Point-per-instance localization data
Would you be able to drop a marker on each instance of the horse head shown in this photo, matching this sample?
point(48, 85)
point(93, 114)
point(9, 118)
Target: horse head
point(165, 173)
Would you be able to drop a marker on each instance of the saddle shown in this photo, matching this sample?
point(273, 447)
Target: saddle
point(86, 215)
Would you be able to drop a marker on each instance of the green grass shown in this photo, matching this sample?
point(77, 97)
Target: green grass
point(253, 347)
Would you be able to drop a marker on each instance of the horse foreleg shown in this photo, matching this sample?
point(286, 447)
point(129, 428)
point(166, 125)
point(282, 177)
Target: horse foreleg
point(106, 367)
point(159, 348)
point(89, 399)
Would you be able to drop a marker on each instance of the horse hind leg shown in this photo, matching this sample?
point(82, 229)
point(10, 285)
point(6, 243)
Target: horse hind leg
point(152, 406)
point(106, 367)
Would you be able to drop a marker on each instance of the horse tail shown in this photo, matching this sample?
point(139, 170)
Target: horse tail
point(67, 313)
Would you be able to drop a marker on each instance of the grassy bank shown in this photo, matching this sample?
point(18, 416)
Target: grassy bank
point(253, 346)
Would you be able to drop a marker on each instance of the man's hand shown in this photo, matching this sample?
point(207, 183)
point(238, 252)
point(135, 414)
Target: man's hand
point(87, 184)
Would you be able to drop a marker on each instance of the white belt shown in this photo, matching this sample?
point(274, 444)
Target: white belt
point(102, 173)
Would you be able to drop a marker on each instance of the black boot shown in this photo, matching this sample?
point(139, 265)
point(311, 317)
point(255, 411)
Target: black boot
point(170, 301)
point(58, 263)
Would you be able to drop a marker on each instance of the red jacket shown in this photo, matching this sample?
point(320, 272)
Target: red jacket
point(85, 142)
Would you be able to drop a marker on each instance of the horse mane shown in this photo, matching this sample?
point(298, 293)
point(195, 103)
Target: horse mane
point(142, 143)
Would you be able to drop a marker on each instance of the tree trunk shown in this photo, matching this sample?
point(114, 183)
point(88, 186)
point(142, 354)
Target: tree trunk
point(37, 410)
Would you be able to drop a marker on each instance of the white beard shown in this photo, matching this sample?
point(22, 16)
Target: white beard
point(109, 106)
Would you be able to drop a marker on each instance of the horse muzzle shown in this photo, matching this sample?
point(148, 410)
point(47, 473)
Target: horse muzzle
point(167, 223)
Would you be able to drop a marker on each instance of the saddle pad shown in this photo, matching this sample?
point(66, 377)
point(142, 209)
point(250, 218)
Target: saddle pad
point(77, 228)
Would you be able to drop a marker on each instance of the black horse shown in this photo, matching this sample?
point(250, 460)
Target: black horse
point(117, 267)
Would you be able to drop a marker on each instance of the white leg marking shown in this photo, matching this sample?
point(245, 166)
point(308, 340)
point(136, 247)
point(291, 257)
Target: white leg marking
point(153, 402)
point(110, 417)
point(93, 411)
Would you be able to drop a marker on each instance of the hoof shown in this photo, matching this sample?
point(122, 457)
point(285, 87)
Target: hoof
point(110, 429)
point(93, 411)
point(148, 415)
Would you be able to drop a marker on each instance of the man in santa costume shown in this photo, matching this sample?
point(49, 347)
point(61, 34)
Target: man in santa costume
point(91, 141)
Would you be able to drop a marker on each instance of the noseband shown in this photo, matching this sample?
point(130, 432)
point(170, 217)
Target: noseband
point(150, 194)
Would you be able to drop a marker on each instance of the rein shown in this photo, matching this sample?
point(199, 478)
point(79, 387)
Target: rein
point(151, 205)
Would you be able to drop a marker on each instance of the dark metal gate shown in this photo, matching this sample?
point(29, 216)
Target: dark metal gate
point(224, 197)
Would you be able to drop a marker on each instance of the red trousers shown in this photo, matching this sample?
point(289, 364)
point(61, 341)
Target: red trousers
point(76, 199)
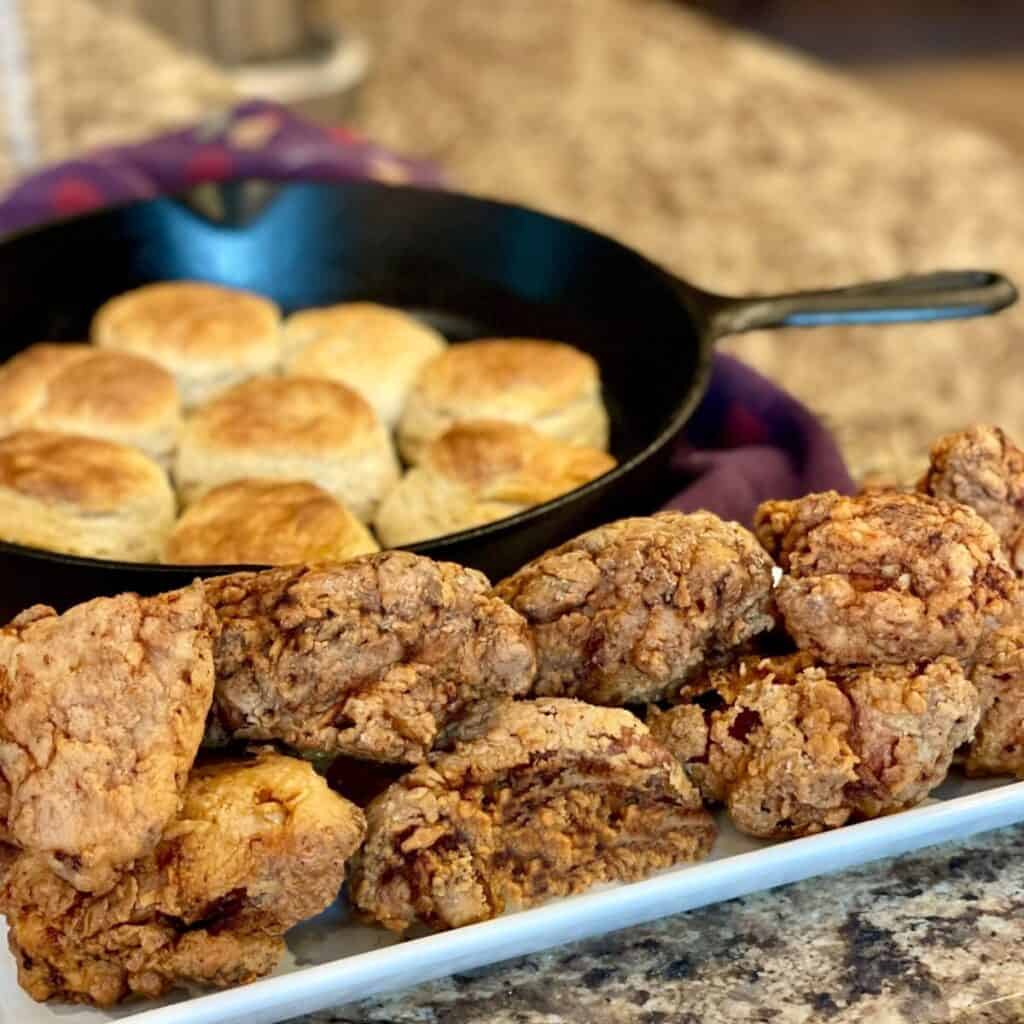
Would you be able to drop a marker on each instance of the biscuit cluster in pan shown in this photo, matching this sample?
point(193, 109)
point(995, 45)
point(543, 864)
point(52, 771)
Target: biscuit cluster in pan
point(201, 427)
point(488, 749)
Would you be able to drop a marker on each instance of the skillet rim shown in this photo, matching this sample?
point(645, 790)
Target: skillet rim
point(434, 548)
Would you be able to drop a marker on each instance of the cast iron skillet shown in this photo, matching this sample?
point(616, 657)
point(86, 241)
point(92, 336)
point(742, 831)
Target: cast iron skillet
point(472, 266)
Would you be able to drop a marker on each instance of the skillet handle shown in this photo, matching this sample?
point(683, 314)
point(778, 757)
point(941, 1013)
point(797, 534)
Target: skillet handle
point(943, 295)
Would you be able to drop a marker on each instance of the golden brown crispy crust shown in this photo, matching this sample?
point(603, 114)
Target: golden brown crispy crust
point(626, 612)
point(254, 522)
point(90, 474)
point(885, 577)
point(259, 846)
point(982, 468)
point(538, 799)
point(101, 713)
point(795, 749)
point(997, 747)
point(907, 726)
point(371, 657)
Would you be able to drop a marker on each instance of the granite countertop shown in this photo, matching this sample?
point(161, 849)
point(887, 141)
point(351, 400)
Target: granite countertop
point(745, 169)
point(736, 164)
point(923, 938)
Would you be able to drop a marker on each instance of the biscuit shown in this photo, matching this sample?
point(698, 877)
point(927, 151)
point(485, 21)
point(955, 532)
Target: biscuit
point(479, 472)
point(552, 387)
point(289, 428)
point(377, 351)
point(112, 395)
point(266, 522)
point(25, 378)
point(83, 496)
point(209, 337)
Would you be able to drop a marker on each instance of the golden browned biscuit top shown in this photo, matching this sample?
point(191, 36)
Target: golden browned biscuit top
point(92, 474)
point(112, 387)
point(267, 522)
point(185, 318)
point(24, 379)
point(513, 462)
point(321, 337)
point(552, 372)
point(285, 414)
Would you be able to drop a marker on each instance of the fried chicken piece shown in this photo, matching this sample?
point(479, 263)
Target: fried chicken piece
point(371, 657)
point(885, 577)
point(537, 799)
point(101, 713)
point(260, 845)
point(626, 612)
point(982, 468)
point(795, 749)
point(997, 748)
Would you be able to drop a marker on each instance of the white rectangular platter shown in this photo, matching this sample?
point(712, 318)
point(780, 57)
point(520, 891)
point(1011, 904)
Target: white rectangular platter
point(332, 962)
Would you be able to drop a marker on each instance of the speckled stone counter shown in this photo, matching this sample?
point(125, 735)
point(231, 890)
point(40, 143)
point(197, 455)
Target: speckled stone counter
point(745, 169)
point(737, 165)
point(927, 938)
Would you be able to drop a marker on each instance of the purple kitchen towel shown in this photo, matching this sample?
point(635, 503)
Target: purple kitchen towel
point(256, 139)
point(748, 441)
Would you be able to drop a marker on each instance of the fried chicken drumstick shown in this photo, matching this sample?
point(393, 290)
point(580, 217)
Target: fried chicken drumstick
point(258, 847)
point(538, 799)
point(371, 657)
point(983, 469)
point(101, 713)
point(885, 577)
point(997, 672)
point(793, 749)
point(625, 612)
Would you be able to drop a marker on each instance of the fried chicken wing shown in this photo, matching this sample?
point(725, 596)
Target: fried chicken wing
point(794, 749)
point(537, 799)
point(259, 846)
point(885, 577)
point(982, 468)
point(997, 747)
point(626, 612)
point(371, 657)
point(101, 713)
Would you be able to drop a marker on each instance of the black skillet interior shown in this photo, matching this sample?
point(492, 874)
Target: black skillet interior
point(472, 266)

### What needs to be done
Look above for the line containing "point(955, 532)" and the line containing "point(479, 263)". Transcribe both, with the lines between them, exactly.

### Answer to this problem
point(955, 532)
Target: biscuit
point(479, 472)
point(552, 387)
point(289, 428)
point(377, 351)
point(112, 395)
point(266, 522)
point(25, 378)
point(83, 496)
point(209, 337)
Would you be able to drop a marker on each instance of the golden browned biscuit top shown in this photo, matching this sample?
point(191, 36)
Target: golden browned biscuit top
point(92, 474)
point(112, 387)
point(267, 522)
point(185, 318)
point(24, 379)
point(513, 462)
point(321, 337)
point(552, 372)
point(285, 414)
Would you be able to drop a marker on each instance of the fried chicken piece shown in this photo, matching this sample?
point(479, 263)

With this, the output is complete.